BEGIN Source passage
True, there is oil beneath the sea, sand above the ground, timber in the forests, and gold buried in the earth’s deep belly. Construction is booming – a new road here, a port there, a factory over yonder—and soon, the chorus begins again: there is too much opportunity in Guyana for people to still be poor.
It is a comforting thesis. It suggests that poverty is no longer a structural condition but a moral failing, a reluctance to hustle. That the only thing standing between a man and the exit from impoverishment is his own inertia. If only he would rise at dawn, apply himself diligently, and pursue one of the many glittering opportunities strewn like breadcrumbs along the national path, he would, in time, ascend.
But this theory, coated in cliché, deserves to be turned gently on its head and examined with care. For it rests on a series of dangerous assumptions. Chief among them: that opportunity, in and of itself, is a cure for poverty.
Let us consider what we mean when we say ‘opportunity.’ Is it any job, of any type, for any wage? If so, the country is indeed abundant—with construction work, security posts, portering, sales girls and boys, domestics and various forms of manual labour that leave the body weary and the bank account bare. These may fill the days, but they do not fill the pockets. They are jobs that circle poverty rather than rise above it, and when the sun sets, the man who took them is still staring into the mouth of need.
There are, of course, opportunities of a more ambitious kind—those tied to the burgeoning oil and gas sector, to high-valued jobs, to specialized trades. But these are often capital-intensive and skill-dependent. A man cannot simply show up at an oil rig and ask for a job. He needs certification, experience, sometimes a degree—things not so easily acquired in a country where the education system fails half its students each year.
We are told that education is the gateway to prosperity. Yet in Guyana, the gateway is rusted. Children fall through the cracks like coins slipping between sofa cushions. Many leave school unable to read proficiently, count confidently, or communicate effectively. Ask the very private sector which likes to boast about the abundance of opportunities. School leavers are asked to pursue opportunities in an economy increasingly shaped by high technology and which demand qualifications which they do not have. And when they fail to keep pace, they are blamed—not the system that failed them.
And even where the opportunity exists, and even where the skills are present, one must ask: who holds the keys? In many sectors, opportunity has been captured. Large firms dominate the space, whether in construction, retail, or resource extraction. Licences, contracts, and access are concentrated in a few hands, and the playing field is rarely level. For a small business owner, a farmer, a trader, or a technician, opportunity can often feel like a party to which they were not invited. Try applying for a government contract and find out in the corridors what needs to be done to win these contracts.
END Source passage
BEGIN Records
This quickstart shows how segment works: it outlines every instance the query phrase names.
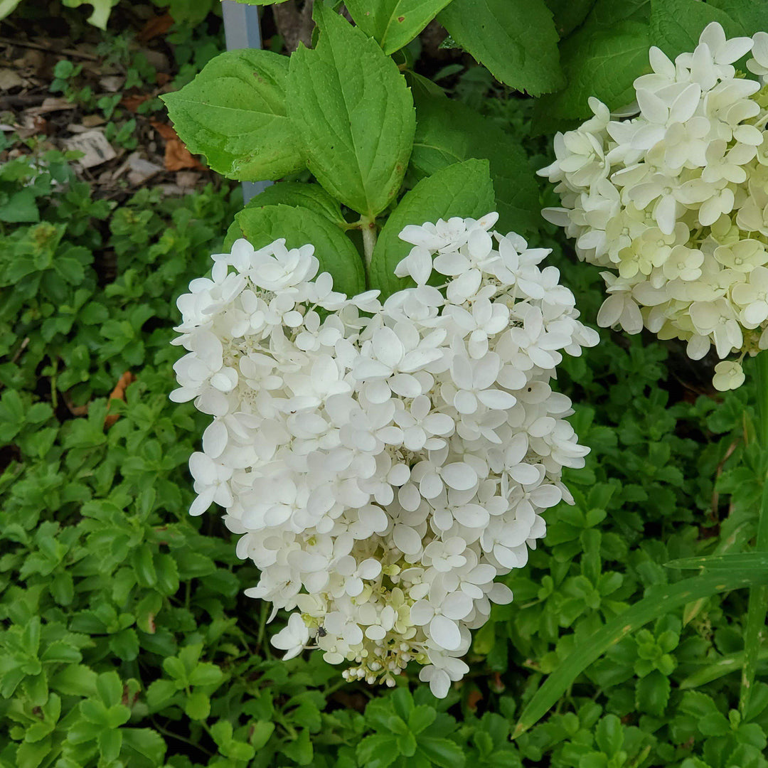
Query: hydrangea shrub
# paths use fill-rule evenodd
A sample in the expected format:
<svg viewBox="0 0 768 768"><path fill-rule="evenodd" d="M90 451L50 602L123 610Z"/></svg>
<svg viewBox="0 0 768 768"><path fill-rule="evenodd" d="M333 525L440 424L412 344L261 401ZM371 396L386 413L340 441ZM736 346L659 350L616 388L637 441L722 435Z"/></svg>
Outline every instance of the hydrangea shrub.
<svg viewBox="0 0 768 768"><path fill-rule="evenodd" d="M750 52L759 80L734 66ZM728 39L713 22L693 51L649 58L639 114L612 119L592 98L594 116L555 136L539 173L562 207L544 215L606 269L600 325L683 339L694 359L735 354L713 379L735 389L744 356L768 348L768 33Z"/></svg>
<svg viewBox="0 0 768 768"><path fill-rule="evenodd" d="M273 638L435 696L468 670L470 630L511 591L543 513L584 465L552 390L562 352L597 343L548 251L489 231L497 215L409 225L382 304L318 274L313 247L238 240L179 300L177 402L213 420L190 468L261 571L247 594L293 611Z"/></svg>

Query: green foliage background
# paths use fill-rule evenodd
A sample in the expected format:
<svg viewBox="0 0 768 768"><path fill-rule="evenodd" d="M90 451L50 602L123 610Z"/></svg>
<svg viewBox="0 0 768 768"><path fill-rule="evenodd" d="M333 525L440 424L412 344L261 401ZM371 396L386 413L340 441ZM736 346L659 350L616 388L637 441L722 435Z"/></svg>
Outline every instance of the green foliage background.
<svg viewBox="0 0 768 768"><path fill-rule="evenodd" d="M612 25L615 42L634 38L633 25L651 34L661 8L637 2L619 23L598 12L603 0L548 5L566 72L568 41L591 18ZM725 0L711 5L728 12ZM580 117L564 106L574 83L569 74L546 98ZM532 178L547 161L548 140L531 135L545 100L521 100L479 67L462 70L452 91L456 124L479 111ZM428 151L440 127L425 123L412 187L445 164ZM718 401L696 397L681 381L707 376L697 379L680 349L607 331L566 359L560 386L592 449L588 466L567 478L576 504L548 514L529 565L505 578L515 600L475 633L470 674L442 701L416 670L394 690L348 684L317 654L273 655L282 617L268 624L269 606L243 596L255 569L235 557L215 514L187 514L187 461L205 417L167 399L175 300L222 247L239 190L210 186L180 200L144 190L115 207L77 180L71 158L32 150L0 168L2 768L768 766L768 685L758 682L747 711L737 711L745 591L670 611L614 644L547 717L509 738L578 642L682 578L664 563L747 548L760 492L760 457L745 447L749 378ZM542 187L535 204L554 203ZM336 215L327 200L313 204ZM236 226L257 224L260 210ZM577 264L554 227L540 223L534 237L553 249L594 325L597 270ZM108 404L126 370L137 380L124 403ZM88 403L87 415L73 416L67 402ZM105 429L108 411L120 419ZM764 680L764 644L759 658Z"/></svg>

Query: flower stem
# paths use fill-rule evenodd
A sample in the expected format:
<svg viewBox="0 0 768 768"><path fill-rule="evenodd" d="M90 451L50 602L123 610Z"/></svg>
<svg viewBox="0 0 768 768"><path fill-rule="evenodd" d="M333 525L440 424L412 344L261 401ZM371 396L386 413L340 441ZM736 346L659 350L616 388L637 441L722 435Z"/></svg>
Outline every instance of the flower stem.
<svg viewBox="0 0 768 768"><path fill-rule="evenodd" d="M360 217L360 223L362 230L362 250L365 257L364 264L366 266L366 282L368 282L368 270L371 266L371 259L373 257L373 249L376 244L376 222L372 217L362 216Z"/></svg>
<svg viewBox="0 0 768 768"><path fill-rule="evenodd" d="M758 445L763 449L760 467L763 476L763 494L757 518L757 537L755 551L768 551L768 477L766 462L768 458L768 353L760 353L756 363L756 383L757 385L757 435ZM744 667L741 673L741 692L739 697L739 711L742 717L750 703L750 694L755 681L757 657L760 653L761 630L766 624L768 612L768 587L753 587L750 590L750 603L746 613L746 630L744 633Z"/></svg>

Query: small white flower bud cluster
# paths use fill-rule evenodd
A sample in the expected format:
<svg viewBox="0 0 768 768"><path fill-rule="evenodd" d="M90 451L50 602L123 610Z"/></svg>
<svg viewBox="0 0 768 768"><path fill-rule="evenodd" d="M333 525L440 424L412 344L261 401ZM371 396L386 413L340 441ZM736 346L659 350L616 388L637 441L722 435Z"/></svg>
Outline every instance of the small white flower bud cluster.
END Records
Directions for this task:
In the passage on opportunity and poverty in Guyana, what does a man need before he can get work at an oil rig? Rely only on the passage on opportunity and poverty in Guyana, not on the listing.

Task answer:
He needs certification, experience, and sometimes a degree.